Pick out each line in the rows below that contains the string "toilet" and copy those lines.

:: Exercise data ::
** BEGIN **

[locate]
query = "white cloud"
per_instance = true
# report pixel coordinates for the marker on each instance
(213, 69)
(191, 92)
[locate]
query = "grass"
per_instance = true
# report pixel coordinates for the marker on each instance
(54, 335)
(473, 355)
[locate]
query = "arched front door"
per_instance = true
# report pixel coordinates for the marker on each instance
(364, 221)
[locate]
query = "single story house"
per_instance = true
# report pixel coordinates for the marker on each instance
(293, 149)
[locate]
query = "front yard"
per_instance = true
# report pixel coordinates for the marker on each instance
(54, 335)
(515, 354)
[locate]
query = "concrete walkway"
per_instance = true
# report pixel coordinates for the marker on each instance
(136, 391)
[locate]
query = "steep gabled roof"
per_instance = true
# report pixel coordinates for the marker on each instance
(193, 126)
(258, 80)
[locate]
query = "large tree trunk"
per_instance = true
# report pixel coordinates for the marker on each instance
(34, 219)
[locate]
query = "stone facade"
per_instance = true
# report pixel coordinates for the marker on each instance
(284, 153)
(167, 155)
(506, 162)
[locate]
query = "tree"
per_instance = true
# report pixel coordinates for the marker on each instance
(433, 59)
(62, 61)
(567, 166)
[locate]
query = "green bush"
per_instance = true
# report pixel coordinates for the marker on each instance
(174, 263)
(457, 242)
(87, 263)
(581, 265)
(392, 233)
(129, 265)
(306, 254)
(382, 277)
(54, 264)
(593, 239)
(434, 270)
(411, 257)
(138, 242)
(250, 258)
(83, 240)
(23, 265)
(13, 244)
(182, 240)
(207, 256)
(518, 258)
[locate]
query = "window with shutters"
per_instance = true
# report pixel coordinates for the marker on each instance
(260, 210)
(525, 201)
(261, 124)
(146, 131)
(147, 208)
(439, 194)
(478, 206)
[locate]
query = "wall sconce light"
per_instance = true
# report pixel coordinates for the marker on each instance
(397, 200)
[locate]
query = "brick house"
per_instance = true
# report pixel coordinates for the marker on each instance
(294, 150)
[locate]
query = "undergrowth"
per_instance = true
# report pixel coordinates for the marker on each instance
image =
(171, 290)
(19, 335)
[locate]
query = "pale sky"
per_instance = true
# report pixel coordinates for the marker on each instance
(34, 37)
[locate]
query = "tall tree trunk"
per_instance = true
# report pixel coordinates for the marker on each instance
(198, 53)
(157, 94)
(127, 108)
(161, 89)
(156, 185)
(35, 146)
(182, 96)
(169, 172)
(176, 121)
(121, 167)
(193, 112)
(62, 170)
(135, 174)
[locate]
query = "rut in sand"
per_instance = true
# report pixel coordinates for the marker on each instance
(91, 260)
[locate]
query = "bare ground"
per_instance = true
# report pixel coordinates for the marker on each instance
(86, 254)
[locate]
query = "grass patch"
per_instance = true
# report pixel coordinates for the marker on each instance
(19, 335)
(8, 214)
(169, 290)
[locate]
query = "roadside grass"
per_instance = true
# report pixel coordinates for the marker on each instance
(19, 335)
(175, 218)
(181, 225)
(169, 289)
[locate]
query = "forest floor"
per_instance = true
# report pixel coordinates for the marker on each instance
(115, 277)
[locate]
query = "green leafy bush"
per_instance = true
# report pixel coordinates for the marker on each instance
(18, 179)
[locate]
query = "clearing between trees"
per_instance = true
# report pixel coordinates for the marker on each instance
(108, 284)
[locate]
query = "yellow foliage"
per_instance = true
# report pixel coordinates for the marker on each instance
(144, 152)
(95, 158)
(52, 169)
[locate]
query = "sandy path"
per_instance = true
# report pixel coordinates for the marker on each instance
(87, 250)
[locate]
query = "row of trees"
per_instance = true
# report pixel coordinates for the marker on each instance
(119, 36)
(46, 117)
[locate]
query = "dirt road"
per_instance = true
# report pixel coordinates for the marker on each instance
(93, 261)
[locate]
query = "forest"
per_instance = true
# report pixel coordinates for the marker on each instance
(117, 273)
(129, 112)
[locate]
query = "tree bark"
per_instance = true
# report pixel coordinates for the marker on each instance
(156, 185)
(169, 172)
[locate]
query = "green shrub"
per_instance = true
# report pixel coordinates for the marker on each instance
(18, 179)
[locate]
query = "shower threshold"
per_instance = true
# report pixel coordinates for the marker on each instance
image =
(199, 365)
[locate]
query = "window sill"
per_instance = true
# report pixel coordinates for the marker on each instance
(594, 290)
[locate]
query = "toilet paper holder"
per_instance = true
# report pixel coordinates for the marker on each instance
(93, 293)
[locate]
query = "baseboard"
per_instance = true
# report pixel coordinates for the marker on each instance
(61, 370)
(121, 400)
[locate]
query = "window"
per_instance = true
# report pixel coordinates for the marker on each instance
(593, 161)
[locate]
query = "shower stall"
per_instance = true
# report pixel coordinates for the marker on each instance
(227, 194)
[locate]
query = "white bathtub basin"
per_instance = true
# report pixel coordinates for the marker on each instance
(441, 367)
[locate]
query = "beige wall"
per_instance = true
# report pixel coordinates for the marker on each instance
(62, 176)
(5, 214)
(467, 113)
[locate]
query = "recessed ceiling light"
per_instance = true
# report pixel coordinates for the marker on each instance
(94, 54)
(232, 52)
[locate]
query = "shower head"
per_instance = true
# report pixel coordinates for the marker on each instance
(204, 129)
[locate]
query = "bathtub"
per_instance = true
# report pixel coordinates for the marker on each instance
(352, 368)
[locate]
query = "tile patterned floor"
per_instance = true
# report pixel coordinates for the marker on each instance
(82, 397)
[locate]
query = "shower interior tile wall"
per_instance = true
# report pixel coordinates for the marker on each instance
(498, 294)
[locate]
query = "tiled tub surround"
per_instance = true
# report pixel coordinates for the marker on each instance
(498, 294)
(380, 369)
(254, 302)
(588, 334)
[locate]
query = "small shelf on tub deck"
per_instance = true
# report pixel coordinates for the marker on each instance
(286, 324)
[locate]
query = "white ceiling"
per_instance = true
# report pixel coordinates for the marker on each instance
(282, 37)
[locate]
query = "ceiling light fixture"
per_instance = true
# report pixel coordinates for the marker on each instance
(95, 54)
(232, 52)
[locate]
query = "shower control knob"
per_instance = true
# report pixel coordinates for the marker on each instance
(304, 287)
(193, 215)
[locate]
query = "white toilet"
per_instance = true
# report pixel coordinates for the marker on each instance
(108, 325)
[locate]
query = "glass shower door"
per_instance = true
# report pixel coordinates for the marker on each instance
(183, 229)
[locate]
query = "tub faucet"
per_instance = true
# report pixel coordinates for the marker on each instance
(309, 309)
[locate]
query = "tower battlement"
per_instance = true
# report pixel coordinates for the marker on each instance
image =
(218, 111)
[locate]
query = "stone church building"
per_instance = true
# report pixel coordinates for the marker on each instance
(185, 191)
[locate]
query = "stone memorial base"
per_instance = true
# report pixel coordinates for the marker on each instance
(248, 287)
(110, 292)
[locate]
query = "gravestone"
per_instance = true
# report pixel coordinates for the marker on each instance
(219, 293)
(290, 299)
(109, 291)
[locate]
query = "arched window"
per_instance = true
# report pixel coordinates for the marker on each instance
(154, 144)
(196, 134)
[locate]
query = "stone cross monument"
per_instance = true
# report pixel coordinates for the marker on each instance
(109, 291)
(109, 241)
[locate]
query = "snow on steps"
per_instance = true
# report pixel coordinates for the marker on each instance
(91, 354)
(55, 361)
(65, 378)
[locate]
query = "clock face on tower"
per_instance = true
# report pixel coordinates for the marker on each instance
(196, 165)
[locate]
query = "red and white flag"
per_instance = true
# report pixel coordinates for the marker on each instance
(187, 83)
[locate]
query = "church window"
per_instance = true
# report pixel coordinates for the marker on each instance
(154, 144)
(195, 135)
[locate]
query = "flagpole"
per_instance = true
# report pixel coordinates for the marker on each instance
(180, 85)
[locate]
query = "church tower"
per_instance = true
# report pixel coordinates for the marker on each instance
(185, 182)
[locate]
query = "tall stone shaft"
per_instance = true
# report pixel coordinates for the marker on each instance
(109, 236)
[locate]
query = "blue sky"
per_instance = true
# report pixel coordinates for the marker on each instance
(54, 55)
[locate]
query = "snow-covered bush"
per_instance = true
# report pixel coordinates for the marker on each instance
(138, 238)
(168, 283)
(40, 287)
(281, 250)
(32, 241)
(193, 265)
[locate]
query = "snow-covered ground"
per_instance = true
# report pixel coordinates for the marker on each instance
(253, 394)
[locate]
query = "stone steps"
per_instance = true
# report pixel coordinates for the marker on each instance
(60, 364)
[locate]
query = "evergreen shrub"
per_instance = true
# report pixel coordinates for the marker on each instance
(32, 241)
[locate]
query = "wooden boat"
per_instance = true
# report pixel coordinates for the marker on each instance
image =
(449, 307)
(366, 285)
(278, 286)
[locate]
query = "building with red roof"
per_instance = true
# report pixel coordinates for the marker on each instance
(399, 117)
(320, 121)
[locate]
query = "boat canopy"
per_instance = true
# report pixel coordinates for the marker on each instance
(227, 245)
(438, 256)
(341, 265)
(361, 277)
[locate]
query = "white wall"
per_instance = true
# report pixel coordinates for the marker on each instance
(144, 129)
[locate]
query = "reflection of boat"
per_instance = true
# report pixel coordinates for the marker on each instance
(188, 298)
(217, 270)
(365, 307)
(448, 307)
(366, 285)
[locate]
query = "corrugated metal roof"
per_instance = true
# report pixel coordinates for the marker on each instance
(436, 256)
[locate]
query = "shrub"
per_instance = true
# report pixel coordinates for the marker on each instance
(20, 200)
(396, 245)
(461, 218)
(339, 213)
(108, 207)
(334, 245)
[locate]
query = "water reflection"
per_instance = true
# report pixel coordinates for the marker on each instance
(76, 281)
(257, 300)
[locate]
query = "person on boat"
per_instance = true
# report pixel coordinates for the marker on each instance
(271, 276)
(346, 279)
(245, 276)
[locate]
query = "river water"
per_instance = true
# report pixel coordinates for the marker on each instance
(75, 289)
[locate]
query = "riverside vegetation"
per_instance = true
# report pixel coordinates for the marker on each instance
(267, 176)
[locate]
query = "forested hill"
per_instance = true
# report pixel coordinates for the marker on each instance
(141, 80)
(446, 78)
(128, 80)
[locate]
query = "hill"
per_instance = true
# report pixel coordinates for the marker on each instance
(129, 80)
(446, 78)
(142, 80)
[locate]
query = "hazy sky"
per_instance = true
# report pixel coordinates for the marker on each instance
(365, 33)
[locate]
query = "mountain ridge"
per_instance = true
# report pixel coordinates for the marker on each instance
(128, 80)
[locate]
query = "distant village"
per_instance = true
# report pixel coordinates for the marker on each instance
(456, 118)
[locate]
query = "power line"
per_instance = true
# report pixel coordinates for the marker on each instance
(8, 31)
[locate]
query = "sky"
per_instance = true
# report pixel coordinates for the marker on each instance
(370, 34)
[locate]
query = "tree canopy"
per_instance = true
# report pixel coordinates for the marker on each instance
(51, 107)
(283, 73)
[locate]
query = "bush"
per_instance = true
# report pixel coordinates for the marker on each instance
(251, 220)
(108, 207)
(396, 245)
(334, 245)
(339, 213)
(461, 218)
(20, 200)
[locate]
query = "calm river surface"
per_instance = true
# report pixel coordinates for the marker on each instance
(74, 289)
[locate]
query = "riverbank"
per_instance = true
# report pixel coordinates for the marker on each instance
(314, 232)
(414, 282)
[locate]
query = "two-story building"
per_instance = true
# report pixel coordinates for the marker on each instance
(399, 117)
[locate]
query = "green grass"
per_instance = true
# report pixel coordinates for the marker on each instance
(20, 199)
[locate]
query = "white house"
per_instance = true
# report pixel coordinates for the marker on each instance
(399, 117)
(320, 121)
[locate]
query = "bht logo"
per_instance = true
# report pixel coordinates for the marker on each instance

** END **

:: Result of this task ::
query = "toilet paper holder"
query = "white toilet"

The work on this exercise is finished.